GETOONDE TEKST.
***
Zondag 3 november
Zon 7u38-17u14
H Hubertus van Tongeren, patroon van de
jagers en hondenvrienden (*)
Razende hond, sta stil, het is Sint-Hubertus
wil
.
1602 - EERHERSTEL VOOR
MOHAMMED : HIJ WAS GEEN WREDE WOESTIJNROVER MAAR EEN WREDE STADSROVER
.
.
I) INLEIDING
We zouden ons verdorie nog
verslikken ook! Ik dacht eerst dat Meneer Jansen ging bewijzen dat Mohammed een
rover is geweest die kwam brengen, in plaats van wegslepen. Gelukkig was het
niet zo erg. Het was maar even de puntjes op de i zetten.
In ieder geval moeten we
blij zijn met die rechtzetting, want wij zouden aldus op deze blog nog in leng
te van jaren de Profeet beledigd hebben op basis van verkeerde gronden.
.
II MIDDEN
Hans Jansen –
Woestijngodsdienst
$
hj.jpg In onze
radiovolksuniversiteitscursus ‘populaire dwalingen omtrent de islam’ vanochtend
een aflevering over het begrip ‘woestijngodsdienst’. De islam is geen
woestijngodsdienst. De stichter van de beweging die wij de islam zijn gaan
noemen, Mohammed, is een stedeling afkomstig uit Mekka. In die stad groeit hij
op en tegen het jaar 612 presenteert hij zich daar als profeet. Tien jaar
later, in 622, vertrekt hij naar Medina, een woord dat in het Arabisch ‘stad’
betekent. Vanuit Medina is hij tien jaar lang actief als krijgsheer. In 632
overlijdt hij. Voor een krijgsheer valt er aan een woestijn weinig eer te
behalen. Nu en dan een karavaan overvallen zoals de moslims vanuit Medina
plachten te doen, is strategisch nuttig want het levert respect op bij de
stadsbewoners die op die karavaan zaten te wachten, maar het zet materieel, qua
buit, weinig zoden aan de dijk. Te eenmalig. Na de dood van Mohammed richtten
de islamitische legers zich op de wereld buiten het Arabische schiereiland. Ze
veroverden en stichtten daar steden. Damascus, Jeruzalem, Antiochië,
Alexandrië, Koefa, Basra, Bagdad, Cairo, Qayrouan, Cordoba, Constantinopel. Die
steden en hun bewoners waren een bron van rijkdom voor hun moslimse meesters.
De overwonnen inwoners van die steden konden geplunderd worden, als slaaf
worden verkocht, of, beter nog, worden uitgezogen als belastingslaaf (Arabisch:
dhimmie).

OPDRACHT. Typ uit de getoonde tekst hierboven het gedeelte over dat begint bij "I) INLEIDING" en eindigt bij "van verkeerde gronden.".

AANGELEVERDE GEGEVENS.
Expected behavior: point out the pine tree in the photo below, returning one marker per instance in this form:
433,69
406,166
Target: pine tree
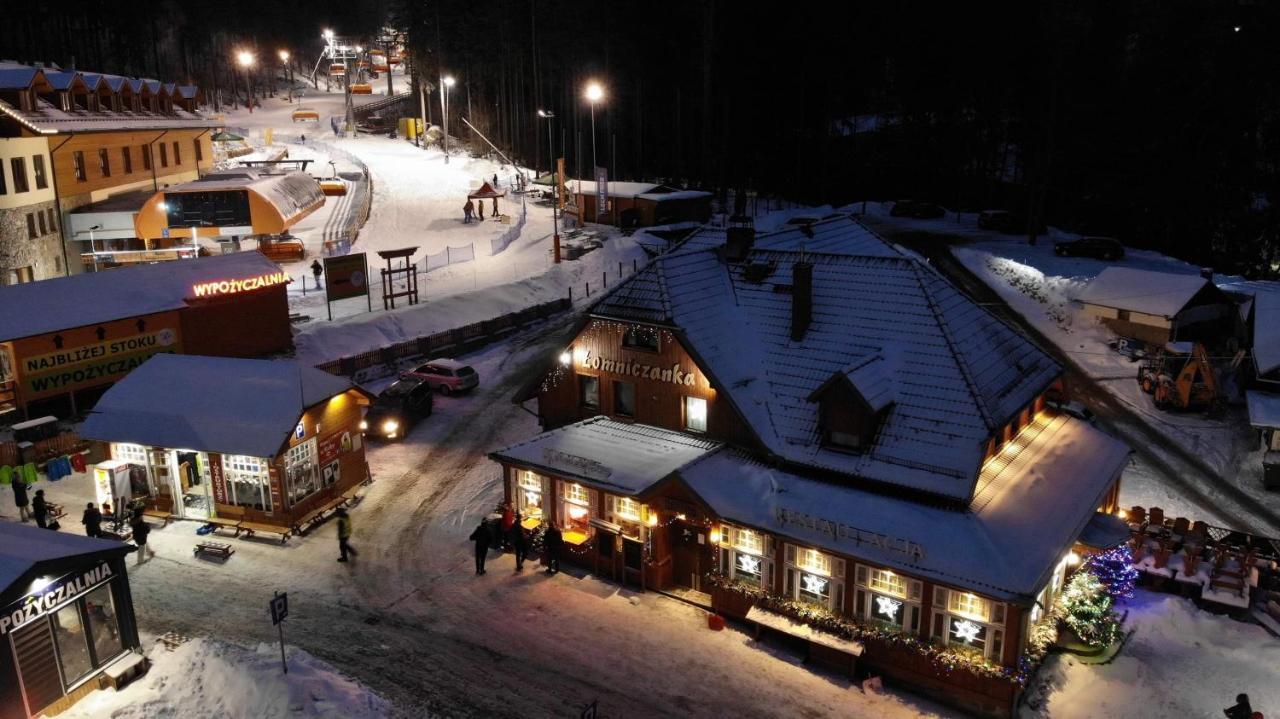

UITGEWERKT ANTWOORD.
I) INLEIDING
We zouden ons verdorie nog
verslikken ook! Ik dacht eerst dat Meneer Jansen ging bewijzen dat Mohammed een
rover is geweest die kwam brengen, in plaats van wegslepen. Gelukkig was het
niet zo erg. Het was maar even de puntjes op de i zetten.
In ieder geval moeten we
blij zijn met die rechtzetting, want wij zouden aldus op deze blog nog in leng
te van jaren de Profeet beledigd hebben op basis van verkeerde gronden.